The task: Please recast the records as a Markdown table with the columns Row and Line, beginning at the line that contains "GET /detect?query=skyscraper" and continuing through the end of the records. Give each line its number under Row and its text under Line, and leave out blank lines.

[Collected data]
.....
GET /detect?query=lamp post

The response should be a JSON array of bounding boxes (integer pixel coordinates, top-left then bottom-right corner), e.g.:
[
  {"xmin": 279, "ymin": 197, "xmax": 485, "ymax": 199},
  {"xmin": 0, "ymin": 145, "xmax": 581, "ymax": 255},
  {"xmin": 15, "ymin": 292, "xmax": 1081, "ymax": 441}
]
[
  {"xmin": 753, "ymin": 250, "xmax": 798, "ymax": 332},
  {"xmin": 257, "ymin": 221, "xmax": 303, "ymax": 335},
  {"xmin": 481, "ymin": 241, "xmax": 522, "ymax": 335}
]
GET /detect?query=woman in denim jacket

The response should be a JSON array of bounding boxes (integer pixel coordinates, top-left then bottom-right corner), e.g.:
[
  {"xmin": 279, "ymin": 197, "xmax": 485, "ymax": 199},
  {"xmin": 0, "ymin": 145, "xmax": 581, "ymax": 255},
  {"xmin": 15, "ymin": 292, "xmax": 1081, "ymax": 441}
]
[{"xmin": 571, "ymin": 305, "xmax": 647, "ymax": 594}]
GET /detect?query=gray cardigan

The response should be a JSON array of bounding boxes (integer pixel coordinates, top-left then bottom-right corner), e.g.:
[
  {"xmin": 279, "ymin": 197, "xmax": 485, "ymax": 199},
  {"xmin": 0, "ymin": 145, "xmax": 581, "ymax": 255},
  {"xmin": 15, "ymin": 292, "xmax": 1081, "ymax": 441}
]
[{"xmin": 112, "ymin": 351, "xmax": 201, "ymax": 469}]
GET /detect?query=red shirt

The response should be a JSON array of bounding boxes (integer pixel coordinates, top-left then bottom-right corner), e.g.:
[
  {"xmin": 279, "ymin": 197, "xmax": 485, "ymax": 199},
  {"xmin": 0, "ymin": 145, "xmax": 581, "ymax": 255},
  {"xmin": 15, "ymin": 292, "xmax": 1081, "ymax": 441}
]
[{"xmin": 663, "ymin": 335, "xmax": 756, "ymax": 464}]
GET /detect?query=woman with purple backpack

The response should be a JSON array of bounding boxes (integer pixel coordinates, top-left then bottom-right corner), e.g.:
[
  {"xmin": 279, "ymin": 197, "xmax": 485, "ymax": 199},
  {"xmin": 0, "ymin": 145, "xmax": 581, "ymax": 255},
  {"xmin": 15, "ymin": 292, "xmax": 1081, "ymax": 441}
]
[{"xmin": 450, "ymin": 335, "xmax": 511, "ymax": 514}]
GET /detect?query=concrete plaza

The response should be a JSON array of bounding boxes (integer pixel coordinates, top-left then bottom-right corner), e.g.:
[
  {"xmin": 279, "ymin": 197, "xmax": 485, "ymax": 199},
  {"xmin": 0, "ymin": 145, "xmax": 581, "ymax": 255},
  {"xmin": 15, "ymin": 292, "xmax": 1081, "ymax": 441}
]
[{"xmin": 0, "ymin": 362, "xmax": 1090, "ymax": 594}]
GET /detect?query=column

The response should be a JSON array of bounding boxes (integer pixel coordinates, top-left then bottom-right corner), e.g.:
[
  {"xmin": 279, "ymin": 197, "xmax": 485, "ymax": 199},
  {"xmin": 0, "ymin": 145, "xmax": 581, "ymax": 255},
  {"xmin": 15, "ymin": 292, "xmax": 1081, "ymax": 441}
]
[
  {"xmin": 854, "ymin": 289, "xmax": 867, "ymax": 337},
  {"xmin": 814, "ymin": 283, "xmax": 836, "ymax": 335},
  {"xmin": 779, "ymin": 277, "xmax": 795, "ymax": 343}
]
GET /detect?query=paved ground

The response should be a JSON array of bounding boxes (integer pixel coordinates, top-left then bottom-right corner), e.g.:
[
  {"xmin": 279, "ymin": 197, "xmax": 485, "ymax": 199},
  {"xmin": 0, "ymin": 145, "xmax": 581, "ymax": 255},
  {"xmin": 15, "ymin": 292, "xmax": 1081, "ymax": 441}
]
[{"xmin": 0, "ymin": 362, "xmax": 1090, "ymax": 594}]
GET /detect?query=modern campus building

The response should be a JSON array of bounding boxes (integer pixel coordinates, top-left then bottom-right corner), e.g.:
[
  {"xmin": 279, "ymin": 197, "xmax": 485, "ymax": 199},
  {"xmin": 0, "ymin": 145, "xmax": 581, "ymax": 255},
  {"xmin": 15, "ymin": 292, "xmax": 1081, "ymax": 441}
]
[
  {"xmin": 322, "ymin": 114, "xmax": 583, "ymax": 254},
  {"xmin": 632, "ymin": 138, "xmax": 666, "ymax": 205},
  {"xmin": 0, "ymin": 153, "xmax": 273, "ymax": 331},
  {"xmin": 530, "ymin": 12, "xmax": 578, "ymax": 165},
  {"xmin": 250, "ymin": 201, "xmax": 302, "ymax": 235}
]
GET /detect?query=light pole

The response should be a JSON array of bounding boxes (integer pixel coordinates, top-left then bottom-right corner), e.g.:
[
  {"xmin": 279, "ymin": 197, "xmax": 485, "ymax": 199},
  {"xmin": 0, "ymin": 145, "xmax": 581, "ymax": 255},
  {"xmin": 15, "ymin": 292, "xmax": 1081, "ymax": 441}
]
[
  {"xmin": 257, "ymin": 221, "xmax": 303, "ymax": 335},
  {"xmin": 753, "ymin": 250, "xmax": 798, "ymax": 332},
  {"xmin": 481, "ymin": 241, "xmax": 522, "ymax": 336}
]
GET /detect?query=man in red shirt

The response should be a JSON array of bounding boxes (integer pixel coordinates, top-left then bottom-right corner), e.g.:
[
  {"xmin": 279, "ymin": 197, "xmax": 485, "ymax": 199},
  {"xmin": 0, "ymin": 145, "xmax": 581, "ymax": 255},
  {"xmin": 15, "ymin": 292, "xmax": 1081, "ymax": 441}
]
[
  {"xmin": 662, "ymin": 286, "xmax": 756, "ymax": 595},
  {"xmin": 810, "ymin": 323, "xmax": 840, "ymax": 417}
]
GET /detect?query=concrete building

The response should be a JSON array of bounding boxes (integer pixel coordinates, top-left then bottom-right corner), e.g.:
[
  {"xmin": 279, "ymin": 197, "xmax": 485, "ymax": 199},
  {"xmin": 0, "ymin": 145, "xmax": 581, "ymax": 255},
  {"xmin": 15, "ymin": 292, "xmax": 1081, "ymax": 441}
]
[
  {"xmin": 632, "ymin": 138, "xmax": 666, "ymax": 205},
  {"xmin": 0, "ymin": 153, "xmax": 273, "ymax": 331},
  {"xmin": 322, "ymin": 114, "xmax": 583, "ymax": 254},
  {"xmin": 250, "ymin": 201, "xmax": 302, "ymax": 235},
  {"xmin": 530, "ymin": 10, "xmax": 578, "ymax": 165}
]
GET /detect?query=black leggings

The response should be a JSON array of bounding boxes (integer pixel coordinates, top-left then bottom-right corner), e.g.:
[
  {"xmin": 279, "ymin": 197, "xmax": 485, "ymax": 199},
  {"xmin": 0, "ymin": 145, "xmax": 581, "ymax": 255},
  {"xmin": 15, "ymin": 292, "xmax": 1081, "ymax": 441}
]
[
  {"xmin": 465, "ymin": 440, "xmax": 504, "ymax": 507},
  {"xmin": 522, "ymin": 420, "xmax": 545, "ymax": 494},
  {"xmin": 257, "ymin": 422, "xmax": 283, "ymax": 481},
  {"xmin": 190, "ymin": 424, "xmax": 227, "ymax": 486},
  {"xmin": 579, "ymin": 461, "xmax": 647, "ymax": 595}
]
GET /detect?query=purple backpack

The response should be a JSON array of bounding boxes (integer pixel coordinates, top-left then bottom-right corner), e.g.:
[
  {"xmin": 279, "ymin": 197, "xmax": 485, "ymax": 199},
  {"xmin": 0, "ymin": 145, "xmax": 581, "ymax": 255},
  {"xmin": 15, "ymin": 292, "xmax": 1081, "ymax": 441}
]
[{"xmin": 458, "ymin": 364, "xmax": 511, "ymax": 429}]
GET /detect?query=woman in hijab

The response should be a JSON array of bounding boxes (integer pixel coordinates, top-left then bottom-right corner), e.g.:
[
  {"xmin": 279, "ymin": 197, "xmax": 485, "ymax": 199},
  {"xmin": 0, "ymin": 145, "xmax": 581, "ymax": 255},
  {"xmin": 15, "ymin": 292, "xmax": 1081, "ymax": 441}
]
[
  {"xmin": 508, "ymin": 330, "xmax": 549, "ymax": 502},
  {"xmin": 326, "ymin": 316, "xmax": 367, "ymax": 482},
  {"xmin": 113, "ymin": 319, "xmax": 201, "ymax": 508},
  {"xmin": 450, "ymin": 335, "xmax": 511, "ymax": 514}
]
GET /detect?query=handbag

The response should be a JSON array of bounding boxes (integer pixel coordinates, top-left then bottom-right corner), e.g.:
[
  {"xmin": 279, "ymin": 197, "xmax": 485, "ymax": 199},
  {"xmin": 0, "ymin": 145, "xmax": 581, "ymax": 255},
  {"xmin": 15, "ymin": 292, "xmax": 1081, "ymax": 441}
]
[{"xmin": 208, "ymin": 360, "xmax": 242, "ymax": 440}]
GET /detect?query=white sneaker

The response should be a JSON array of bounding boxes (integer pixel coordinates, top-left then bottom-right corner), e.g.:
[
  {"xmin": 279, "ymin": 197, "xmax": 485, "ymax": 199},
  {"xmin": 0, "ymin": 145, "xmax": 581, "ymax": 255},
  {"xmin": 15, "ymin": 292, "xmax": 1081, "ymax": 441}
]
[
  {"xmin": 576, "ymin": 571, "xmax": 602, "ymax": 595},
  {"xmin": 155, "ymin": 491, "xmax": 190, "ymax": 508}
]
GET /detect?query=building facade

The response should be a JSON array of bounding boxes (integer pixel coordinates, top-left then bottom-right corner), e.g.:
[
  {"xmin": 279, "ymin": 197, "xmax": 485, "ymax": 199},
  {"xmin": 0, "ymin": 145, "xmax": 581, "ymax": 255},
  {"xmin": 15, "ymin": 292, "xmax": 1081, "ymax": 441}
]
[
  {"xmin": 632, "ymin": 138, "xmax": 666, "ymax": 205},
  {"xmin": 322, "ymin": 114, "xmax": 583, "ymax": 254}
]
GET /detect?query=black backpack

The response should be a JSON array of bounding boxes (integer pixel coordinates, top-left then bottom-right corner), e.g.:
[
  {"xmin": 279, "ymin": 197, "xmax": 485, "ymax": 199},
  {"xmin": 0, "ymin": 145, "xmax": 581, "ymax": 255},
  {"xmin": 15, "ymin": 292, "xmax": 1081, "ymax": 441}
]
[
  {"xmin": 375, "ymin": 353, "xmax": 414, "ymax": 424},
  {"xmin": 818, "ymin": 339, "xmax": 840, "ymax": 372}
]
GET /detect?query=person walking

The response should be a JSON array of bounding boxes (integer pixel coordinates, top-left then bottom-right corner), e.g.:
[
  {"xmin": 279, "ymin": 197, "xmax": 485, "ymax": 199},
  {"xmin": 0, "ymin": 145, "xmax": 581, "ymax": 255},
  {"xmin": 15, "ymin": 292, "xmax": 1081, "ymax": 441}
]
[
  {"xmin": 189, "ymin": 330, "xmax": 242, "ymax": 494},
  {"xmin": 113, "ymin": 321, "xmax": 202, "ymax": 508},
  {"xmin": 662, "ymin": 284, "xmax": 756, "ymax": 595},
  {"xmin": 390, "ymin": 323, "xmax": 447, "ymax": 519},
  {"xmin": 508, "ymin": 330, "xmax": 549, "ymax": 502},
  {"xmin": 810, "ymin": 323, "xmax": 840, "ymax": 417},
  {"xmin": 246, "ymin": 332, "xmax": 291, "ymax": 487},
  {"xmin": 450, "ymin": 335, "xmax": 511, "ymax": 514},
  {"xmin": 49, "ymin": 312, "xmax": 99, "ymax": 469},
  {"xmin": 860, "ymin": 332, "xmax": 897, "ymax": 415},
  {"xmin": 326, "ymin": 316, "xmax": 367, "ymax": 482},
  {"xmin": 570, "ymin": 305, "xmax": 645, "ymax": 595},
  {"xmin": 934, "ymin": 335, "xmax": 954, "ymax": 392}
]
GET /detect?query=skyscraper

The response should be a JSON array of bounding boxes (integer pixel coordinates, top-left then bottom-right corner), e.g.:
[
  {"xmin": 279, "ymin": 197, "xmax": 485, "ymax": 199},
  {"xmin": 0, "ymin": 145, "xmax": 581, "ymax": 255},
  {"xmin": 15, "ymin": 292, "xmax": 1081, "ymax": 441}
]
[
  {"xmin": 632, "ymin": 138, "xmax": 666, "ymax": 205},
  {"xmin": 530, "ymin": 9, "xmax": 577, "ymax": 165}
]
.....
Response below:
| Row | Line |
|---|---|
| 1 | GET /detect?query=skyscraper |
| 2 | The response should be a JSON array of bounding boxes (integer pixel coordinates, top-left then bottom-right corner), e.g.: |
| 3 | [ |
| 4 |   {"xmin": 279, "ymin": 197, "xmax": 485, "ymax": 199}, |
| 5 |   {"xmin": 0, "ymin": 145, "xmax": 581, "ymax": 255}, |
| 6 |   {"xmin": 15, "ymin": 292, "xmax": 1081, "ymax": 441} |
| 7 | ] |
| 8 | [ |
| 9 |   {"xmin": 632, "ymin": 138, "xmax": 666, "ymax": 205}, |
| 10 |   {"xmin": 530, "ymin": 9, "xmax": 577, "ymax": 165} |
| 11 | ] |